- Required task
Recast the listing below as a Markdown table with the columns Row and Line, giving each nonblank line its own numbered row. Leave the pictures out of the table.
━━━━━ Records for this task ━━━━━
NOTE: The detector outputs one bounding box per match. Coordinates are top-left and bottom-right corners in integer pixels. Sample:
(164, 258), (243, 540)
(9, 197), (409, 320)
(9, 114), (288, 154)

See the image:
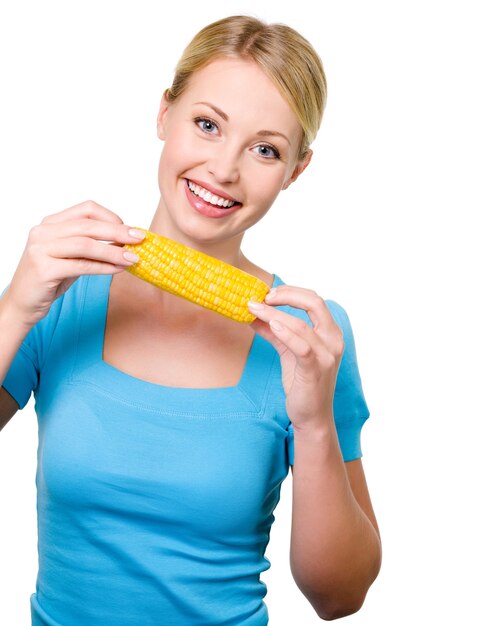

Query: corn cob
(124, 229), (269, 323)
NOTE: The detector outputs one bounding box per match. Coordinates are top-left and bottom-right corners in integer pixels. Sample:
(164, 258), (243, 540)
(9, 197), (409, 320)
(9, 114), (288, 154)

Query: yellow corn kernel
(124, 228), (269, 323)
━━━━━
- Solution for this problem
| Row | Line |
|---|---|
| 1 | NOTE: The detector outputs one bounding box per match. Coordinates are top-left and bottom-right corners in integer pixels. Sample: |
| 2 | (164, 258), (243, 540) |
| 3 | (9, 197), (409, 320) |
| 4 | (9, 114), (288, 154) |
| 5 | See the image: |
| 6 | Query: corn cob |
| 7 | (124, 229), (269, 323) |
| 8 | NOTE: The detector outputs one bounding box per match. Coordinates are top-left and bottom-right corners in integer pixels. Sample: |
| 9 | (164, 258), (243, 540) |
| 10 | (9, 197), (409, 320) |
| 11 | (9, 114), (288, 154) |
| 12 | Query: yellow corn kernel |
| 13 | (124, 228), (269, 323) |